### DATA SECTION

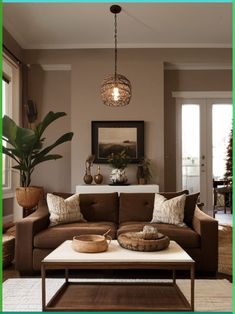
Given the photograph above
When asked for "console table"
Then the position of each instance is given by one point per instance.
(132, 188)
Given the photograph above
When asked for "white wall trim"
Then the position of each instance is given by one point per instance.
(56, 67)
(197, 66)
(207, 94)
(125, 45)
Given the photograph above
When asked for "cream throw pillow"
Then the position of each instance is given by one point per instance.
(64, 210)
(169, 211)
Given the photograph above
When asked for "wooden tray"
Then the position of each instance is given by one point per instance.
(131, 241)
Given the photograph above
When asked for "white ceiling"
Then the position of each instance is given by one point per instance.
(91, 25)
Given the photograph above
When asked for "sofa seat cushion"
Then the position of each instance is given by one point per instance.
(54, 236)
(184, 236)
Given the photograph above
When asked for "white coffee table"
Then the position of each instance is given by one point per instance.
(121, 296)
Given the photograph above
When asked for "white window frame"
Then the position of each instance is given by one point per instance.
(11, 71)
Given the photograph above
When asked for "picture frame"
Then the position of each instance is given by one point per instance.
(115, 136)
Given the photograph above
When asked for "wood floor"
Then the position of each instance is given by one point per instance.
(10, 272)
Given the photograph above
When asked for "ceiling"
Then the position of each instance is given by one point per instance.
(140, 25)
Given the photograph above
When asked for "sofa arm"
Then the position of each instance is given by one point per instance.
(207, 228)
(25, 232)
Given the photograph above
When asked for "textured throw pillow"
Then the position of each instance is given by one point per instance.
(169, 211)
(189, 208)
(64, 210)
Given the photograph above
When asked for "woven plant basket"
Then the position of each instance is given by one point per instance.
(28, 197)
(131, 241)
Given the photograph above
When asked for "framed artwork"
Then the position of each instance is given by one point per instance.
(115, 136)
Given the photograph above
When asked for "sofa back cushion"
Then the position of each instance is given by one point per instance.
(99, 207)
(139, 206)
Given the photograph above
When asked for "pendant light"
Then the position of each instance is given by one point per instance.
(116, 89)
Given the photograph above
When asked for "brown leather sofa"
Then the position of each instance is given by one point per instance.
(129, 212)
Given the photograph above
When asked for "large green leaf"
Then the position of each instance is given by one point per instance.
(20, 167)
(19, 138)
(7, 152)
(49, 118)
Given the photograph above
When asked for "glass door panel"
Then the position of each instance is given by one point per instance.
(221, 127)
(191, 147)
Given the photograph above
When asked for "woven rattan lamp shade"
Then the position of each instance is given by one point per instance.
(121, 85)
(116, 89)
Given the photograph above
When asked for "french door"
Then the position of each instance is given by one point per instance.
(203, 128)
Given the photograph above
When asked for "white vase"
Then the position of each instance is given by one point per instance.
(118, 176)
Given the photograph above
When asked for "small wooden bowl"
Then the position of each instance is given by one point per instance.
(91, 243)
(131, 241)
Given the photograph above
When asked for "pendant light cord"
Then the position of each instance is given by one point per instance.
(115, 40)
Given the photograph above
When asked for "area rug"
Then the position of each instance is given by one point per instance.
(225, 249)
(22, 294)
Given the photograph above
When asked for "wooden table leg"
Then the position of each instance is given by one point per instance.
(173, 273)
(43, 275)
(192, 276)
(66, 275)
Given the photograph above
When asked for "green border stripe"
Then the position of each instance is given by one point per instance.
(1, 158)
(121, 1)
(233, 151)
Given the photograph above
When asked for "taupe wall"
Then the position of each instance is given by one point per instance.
(210, 80)
(144, 68)
(54, 95)
(11, 44)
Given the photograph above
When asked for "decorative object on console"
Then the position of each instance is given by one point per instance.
(25, 147)
(98, 178)
(91, 243)
(89, 163)
(143, 171)
(150, 232)
(115, 136)
(169, 211)
(119, 162)
(31, 112)
(135, 241)
(116, 89)
(64, 210)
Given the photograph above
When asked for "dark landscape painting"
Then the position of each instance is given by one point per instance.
(111, 137)
(115, 140)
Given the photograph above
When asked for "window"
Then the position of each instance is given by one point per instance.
(10, 107)
(6, 163)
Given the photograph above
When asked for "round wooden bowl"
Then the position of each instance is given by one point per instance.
(91, 243)
(131, 241)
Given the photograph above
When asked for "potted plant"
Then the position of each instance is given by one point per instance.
(119, 162)
(143, 171)
(25, 147)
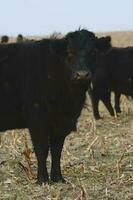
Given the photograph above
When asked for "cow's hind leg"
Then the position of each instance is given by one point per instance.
(117, 102)
(107, 102)
(56, 145)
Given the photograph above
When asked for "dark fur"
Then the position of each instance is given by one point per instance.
(39, 91)
(4, 39)
(114, 73)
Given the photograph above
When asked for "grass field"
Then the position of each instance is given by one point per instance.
(97, 160)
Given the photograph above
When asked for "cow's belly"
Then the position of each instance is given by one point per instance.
(9, 122)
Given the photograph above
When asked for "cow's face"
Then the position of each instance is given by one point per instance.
(103, 44)
(78, 46)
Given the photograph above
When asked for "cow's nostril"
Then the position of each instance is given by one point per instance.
(82, 75)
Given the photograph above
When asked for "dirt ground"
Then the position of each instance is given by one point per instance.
(97, 160)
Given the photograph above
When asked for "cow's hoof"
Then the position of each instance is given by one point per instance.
(58, 179)
(41, 181)
(98, 118)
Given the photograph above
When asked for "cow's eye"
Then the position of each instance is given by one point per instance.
(70, 55)
(93, 52)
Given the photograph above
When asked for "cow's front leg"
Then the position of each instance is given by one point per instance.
(117, 102)
(95, 102)
(41, 147)
(56, 145)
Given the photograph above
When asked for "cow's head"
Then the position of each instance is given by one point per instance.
(78, 46)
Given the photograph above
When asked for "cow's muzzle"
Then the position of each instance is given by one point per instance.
(82, 75)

### WHAT YOU HAVE TO DO
Keep the pictures out of the copy and write out the data exactly as it stands.

### EXERCISE SOLUTION
Given the photograph above
When asked for "console table"
Then the position of each instance is given by one point per instance.
(132, 188)
Given the photograph above
When asked for "white wall trim"
Then the position of each instance is given by one point per instance.
(56, 67)
(197, 66)
(207, 94)
(125, 45)
Given the photograph above
When asked for "cream throw pillow"
Then the position of each instance is given by one point per instance.
(64, 210)
(169, 211)
Given the photograph above
When asked for "wooden tray"
Then the position of each instance is given by one point per instance.
(131, 241)
Given the photograph above
When asked for "white ceiling"
Then the position of each instance is given by one point per instance.
(91, 25)
Given the photograph above
When asked for "sofa seat cushion"
Then the position of each instance is given by one point per instance.
(54, 236)
(184, 236)
Given the photograph above
When asked for "white coffee table"
Then the position of each instance is given by one point per instance.
(121, 296)
Given the photograph above
When asked for "white window frame"
Then the position of each instance is given by one point per instance.
(11, 71)
Given the photograph above
When asked for "picture frame"
Then the position of each instance is given by one point per instance.
(115, 136)
Given the photograph above
When asked for "wood floor"
Then the position of each instance is given by one point per instance.
(10, 272)
Given the photograph above
When asked for "ceiling"
Then the position of each instance is given by one point per instance.
(140, 25)
Given the photograph above
When asked for "sofa arm"
Then the position of each instance is given by one point per instance.
(207, 228)
(25, 232)
Given the photograph above
When asked for "textured throw pillow"
Then the position of each instance is given by one point per instance.
(169, 211)
(189, 208)
(64, 210)
Given the photograph above
When asked for "woven plant basket"
Then the position of each instance is given by one point per instance.
(28, 197)
(131, 241)
Given the photograph above
When asked for "framed artwork"
Then the position of each instance is given by one point per instance.
(115, 136)
Given the photograph above
When asked for "sofa back cushion"
Then the position of each instance is given by one point per instance.
(99, 207)
(139, 206)
Given the photograph above
When asked for "pendant light"
Then the position of each instance is given by one point per instance.
(116, 89)
Given the photograph above
When asked for "brown leather sofa"
Then the position of each instance is given by one point per instance.
(129, 212)
Given the photograph above
When asked for "large green leaf"
Then the position of each instance is given by one point per instance.
(20, 167)
(19, 138)
(7, 152)
(49, 118)
Given the photograph above
When asked for "glass door panel"
Then the position of each instance is given by one point per instance.
(221, 127)
(191, 147)
Given the photograph above
When asked for "woven rattan lamp shade"
Then the position of each instance is given by one point per instance.
(121, 85)
(116, 89)
Given the photograph above
When asked for "french door"
Then the position of each instance is given by one point per instance.
(203, 128)
Given the photograph above
When asked for "white vase"
Then the position of each instance is given by one point per instance.
(118, 176)
Given the photograph above
When asked for "small wooden bowl"
Then the position of each instance is given by one point per instance.
(91, 243)
(131, 241)
Given the photograph above
When asked for "pendant light cord"
Then the position of each instance is given by one point per instance.
(115, 40)
Given the photograph above
When asked for "area rug"
Then the position of each instance is given by one point per instance.
(225, 249)
(22, 294)
Given the photograph above
When asked for "wooden table leg"
Then the position of each instance is given by one point per instance.
(173, 273)
(43, 275)
(192, 276)
(66, 275)
Given the photograph above
When asked for "green border stripe"
Then the position of each instance is given by one point per instance.
(1, 158)
(121, 1)
(233, 151)
Given the photograph above
When asked for "taupe wall"
Then the position of each instance is given by one point per instance.
(210, 80)
(144, 68)
(54, 95)
(11, 44)
Given the photograph above
When asked for "decorative object on console"
Then the position of each instance is given by one point per instance.
(25, 147)
(98, 178)
(91, 243)
(89, 163)
(143, 171)
(150, 232)
(115, 136)
(169, 211)
(119, 162)
(31, 112)
(135, 241)
(116, 89)
(64, 210)
Given the photograph above
When asked for "dark landscape painting"
Then the position of each instance is given by one point per instance.
(111, 137)
(115, 140)
Given the photograph above
When asked for "window"
Then the position of each instance is given by one point per instance.
(10, 107)
(6, 163)
Given the photograph above
When asked for "round wooden bowl"
Then the position of each instance is given by one point per instance.
(91, 243)
(131, 241)
Given the photograph above
When asked for "potted plant"
Then the position of each instance is given by one point per instance.
(119, 162)
(143, 171)
(25, 147)
Given the photograph above
When asked for "cow's hind leg"
Then the position of each instance is given by one point per instance.
(117, 102)
(107, 102)
(56, 145)
Given the photograph above
When asked for "dark fur"
Then the position of each instance is given by one point per instance.
(39, 91)
(4, 39)
(114, 73)
Given the photograph above
When asked for "grass field"
Then the position of each instance is given by one point per instance.
(97, 160)
Given the photograph above
When asked for "cow's belly"
Then the position of each instance is given by one point per instance.
(9, 122)
Given the photograph above
When asked for "cow's face"
Then the position of each instance is given by one point per instance.
(103, 44)
(78, 46)
Given the photograph above
When asked for "cow's nostril"
Then the position of each instance is given by one point per instance.
(82, 75)
Given the photograph above
When asked for "dirt ground"
Then the position of each instance is given by one point per instance.
(97, 160)
Given the photograph above
When asked for "cow's hoof"
Then the position of each instance is given by one point per instance.
(58, 179)
(41, 181)
(98, 118)
Given the photograph above
When asked for "cow's eye"
Then the position of each instance is given by one point per instance.
(70, 55)
(93, 52)
Given the photograph above
When asked for "cow's front leg"
Then the position of each instance is given by one point per instance.
(117, 102)
(95, 102)
(41, 147)
(56, 145)
Given the photograph above
When asked for "cow's head"
Then the position of each instance is given by one point per instance.
(78, 46)
Given the photograph above
When asked for "cow's muzzle"
Then the position of each instance is given by one point per instance.
(82, 75)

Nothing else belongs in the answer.